* _Brief_
Copy out the data so that nothing differs from the original.

* _Extracted material_
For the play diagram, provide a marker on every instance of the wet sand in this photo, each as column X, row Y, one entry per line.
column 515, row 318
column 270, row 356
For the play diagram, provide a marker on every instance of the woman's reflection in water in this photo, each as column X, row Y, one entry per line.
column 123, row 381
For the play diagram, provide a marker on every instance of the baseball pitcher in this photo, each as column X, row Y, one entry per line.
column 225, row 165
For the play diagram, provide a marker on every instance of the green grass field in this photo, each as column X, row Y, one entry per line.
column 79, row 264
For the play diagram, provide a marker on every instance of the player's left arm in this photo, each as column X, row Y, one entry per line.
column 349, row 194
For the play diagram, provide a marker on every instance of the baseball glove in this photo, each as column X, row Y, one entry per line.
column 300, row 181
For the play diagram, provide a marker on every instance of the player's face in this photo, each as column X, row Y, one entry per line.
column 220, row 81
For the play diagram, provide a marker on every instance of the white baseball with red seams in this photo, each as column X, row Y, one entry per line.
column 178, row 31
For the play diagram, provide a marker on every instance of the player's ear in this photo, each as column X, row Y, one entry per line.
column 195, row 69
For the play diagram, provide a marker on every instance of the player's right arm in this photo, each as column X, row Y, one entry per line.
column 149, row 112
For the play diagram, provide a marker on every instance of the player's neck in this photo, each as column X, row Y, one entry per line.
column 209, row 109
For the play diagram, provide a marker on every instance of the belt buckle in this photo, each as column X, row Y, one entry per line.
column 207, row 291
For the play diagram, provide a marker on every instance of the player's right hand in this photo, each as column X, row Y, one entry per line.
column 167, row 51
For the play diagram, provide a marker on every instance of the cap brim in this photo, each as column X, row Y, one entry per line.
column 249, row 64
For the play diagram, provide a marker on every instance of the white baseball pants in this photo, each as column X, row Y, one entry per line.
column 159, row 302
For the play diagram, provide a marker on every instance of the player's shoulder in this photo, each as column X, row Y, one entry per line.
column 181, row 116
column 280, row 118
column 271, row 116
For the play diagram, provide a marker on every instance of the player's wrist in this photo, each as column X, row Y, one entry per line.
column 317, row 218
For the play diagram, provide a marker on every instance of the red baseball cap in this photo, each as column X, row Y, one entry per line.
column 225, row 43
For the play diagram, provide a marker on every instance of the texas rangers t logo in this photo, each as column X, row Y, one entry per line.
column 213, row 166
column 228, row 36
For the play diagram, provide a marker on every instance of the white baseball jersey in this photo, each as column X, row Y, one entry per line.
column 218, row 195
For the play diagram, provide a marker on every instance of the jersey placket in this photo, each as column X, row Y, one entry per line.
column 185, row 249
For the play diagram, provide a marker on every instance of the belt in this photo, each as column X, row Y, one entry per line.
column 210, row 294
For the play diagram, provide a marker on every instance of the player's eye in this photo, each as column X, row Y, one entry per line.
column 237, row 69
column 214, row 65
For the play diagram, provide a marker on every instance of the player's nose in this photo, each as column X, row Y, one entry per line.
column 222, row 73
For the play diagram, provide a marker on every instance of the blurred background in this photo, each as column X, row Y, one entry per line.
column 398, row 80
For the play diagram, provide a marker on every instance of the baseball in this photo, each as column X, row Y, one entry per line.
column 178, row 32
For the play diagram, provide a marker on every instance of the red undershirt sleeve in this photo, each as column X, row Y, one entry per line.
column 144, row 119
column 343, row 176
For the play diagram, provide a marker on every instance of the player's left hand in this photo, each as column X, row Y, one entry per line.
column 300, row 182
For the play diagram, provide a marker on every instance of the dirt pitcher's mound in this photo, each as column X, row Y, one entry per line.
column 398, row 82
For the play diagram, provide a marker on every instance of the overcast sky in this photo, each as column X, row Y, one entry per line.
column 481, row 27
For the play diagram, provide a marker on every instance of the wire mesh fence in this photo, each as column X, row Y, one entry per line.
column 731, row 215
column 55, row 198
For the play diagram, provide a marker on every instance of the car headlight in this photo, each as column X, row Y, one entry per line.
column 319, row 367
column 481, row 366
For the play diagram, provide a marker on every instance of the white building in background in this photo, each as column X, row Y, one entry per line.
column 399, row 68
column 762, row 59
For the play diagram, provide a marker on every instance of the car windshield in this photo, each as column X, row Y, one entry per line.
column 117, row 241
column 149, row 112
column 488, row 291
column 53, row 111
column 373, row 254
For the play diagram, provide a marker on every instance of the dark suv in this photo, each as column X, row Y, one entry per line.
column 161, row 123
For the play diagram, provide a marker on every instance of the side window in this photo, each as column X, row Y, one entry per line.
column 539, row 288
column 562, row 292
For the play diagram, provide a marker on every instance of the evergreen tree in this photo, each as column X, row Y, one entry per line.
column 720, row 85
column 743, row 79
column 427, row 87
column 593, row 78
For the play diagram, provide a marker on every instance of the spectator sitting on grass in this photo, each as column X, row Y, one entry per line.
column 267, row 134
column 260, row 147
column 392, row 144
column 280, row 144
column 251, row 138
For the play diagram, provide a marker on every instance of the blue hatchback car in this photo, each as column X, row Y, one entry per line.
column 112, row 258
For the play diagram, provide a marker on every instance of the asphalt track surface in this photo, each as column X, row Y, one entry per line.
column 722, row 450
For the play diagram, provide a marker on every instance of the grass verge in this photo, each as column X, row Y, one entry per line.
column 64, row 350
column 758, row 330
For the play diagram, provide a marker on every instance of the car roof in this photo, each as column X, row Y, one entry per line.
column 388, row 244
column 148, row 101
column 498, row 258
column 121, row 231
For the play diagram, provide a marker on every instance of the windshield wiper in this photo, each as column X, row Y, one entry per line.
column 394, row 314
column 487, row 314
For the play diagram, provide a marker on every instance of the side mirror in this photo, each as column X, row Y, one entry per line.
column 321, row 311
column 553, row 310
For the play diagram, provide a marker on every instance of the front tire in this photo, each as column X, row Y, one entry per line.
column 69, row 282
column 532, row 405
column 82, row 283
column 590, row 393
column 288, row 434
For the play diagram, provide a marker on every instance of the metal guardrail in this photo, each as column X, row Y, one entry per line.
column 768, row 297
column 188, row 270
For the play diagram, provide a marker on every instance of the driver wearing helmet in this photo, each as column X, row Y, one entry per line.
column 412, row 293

* _Result_
For the play diagram, provide a marker on every instance of the wet sand in this photo, each as column X, row Y, one entry per line.
column 515, row 318
column 270, row 356
For the play diagram, provide a marker on every instance of the woman's reflection in water in this photo, each as column X, row Y, one entry per line.
column 123, row 381
For the play diagram, provide a marker on every instance of the baseball pitcher in this photo, each as column X, row Y, one entry per line.
column 225, row 165
For the play diagram, provide a marker on every instance of the green grass field in this photo, each as column X, row Y, one entry per line.
column 79, row 264
For the play diagram, provide a marker on every instance of the player's left arm in this photo, each as column X, row Y, one entry per line.
column 349, row 194
For the play diagram, provide a marker on every instance of the baseball glove in this photo, each as column X, row Y, one entry per line.
column 300, row 181
For the play diagram, provide a marker on every instance of the player's face in this photo, each as column X, row Y, one entry per line.
column 220, row 81
For the play diagram, provide a marker on every instance of the white baseball with red seams in this photo, each as column X, row Y, one entry per line.
column 178, row 31
For the play diagram, provide a marker on every instance of the player's ear in this photo, each as column X, row Y, one entry per line.
column 195, row 69
For the play diagram, provide a marker on every instance of the player's right arm in this photo, each as column X, row Y, one entry per line.
column 149, row 112
For the play diagram, provide a marker on every instance of the player's neck in this photo, each as column X, row Y, one entry per line.
column 209, row 109
For the play diagram, provide a marker on every instance of the belt buckle in this photo, each as column X, row Y, one entry per line.
column 207, row 291
For the play diagram, provide a marker on every instance of the player's right hand in this photo, each as column X, row Y, one entry per line.
column 167, row 51
For the play diagram, provide a marker on every instance of the cap brim in this photo, each as column X, row Y, one entry per line.
column 249, row 64
For the play diagram, provide a marker on every instance of the white baseball pants in this photo, each as column X, row Y, one entry per line.
column 159, row 302
For the play diagram, provide a marker on every instance of the player's shoulder in this photo, each as column X, row Y, one entry per line.
column 181, row 116
column 280, row 118
column 271, row 116
For the play diagram, provide a marker on every instance of the player's wrist in this photo, each as column X, row Y, one entry per line.
column 317, row 218
For the play diagram, provide a marker on every instance of the red baseball cap in this photo, each as column X, row Y, one entry per line.
column 225, row 43
For the play diagram, provide a marker on every instance of the texas rangers t logo in this photo, each as column X, row Y, one entry per line.
column 213, row 166
column 228, row 36
For the play diagram, provide a marker on every instance of the white baseball jersey in this photo, each as column X, row Y, one entry per line.
column 218, row 195
For the play diagram, provide a marker on every instance of the jersey placket in this photo, each as column X, row Y, one entry per line.
column 185, row 249
For the play diagram, provide a marker on every instance of the belt in this photo, each as column X, row Y, one entry per line.
column 210, row 294
For the play diagram, provide a marker on every instance of the player's eye in this photo, each as column X, row Y, one entry per line.
column 237, row 69
column 214, row 65
For the play diagram, provide a marker on every instance of the player's nose in this photo, each as column X, row Y, one entry per line.
column 222, row 73
For the play diagram, provide a marker on every instance of the blurred background in this photo, each as column X, row Y, one entry per line.
column 398, row 80
For the play diagram, provide a marker on every instance of the baseball in this photo, each as column X, row Y, one entry per line.
column 178, row 32
For the play diagram, provide a marker on every instance of the red undershirt sleeve in this photo, each as column X, row Y, one entry per line.
column 144, row 119
column 343, row 176
For the play diagram, provide a marker on every instance of the player's left hand in this photo, each as column X, row Y, one entry per line.
column 300, row 182
For the play diagram, provide a marker on every instance of the dirt pitcher's mound in this photo, each as column X, row Y, one entry per line.
column 398, row 82
For the play diagram, provide a marker on every instance of the overcast sky in this photo, each as column X, row Y, one entry per line.
column 481, row 27
For the play diagram, provide a marker on every instance of the wire mesh fence in this photo, each as column X, row Y, one entry per line.
column 731, row 215
column 55, row 198
For the play diagram, provide a marker on every instance of the car headlight in this photo, each as column X, row Y, one entry per line.
column 319, row 367
column 481, row 366
For the play diagram, provide a marker on every instance of the white building in background in this photo, each as column X, row Y, one entry per line.
column 399, row 68
column 762, row 59
For the play diagram, provide a marker on every instance of the car windshield in this photo, each as column X, row Y, one entry per line.
column 117, row 241
column 149, row 112
column 488, row 291
column 53, row 111
column 373, row 254
For the play diagram, provide a marker on every instance of the dark suv in this photo, each as column X, row Y, one entry per line.
column 161, row 123
For the play diagram, provide a marker on every instance of the side window in this photo, each as column X, row Y, one entry per line.
column 539, row 288
column 562, row 292
For the play diagram, provide a marker on every instance of the evergreen tree in this photo, each as column X, row Y, one entry per line.
column 720, row 85
column 743, row 79
column 427, row 87
column 593, row 78
For the play diagram, provide a marker on every instance of the spectator sitting on grass in this photo, each as column X, row Y, one entry per line.
column 267, row 134
column 260, row 147
column 392, row 144
column 280, row 144
column 251, row 138
For the play diagram, provide a marker on every instance of the blue hatchback car in this photo, each as column X, row Y, one entry per line.
column 112, row 258
For the play diagram, provide a marker on every instance of the asphalt track surface in this photo, each as column X, row Y, one entry per line.
column 722, row 450
For the play diagram, provide a marker on every instance of the grass verge in this photo, each as column X, row Y, one entry per line.
column 64, row 350
column 758, row 330
For the play diagram, provide a marker on every instance of the car roof in this photo, each as column X, row Y, one entry per line.
column 388, row 244
column 148, row 101
column 498, row 258
column 121, row 231
For the play diagram, provide a marker on every instance of the windshield wiper in this photo, each as column X, row Y, one entry per line.
column 394, row 314
column 487, row 314
For the play diagram, provide a marker on every instance of the side mirror in this photo, each as column X, row Y, one entry per line.
column 321, row 311
column 553, row 310
For the play diagram, provide a marker on every instance of the front tire in this photo, each as column X, row Y, one entry per line.
column 69, row 282
column 532, row 405
column 82, row 283
column 590, row 393
column 288, row 434
For the play diagram, provide a marker on every instance of the metal guardrail in this photo, each as column X, row Y, one entry per line.
column 768, row 297
column 188, row 270
For the play diagram, provide a marker on every instance of the driver wearing helmet in this photo, each as column X, row Y, one entry per line.
column 412, row 293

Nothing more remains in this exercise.